▶ **WORK ITEM**: Exclude the images and repeat all remaining entries exactly.

▶ **DATA EXCERPTS**:
-.-.-

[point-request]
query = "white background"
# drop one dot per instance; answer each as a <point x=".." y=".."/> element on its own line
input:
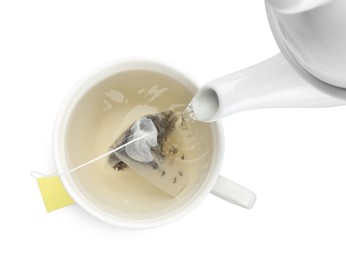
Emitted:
<point x="294" y="159"/>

-.-.-

▶ **RESPONSE**:
[point-request]
query = "white background"
# drop one dot per instance; answer each as a <point x=".." y=".."/> element on its own line
input:
Emitted:
<point x="294" y="159"/>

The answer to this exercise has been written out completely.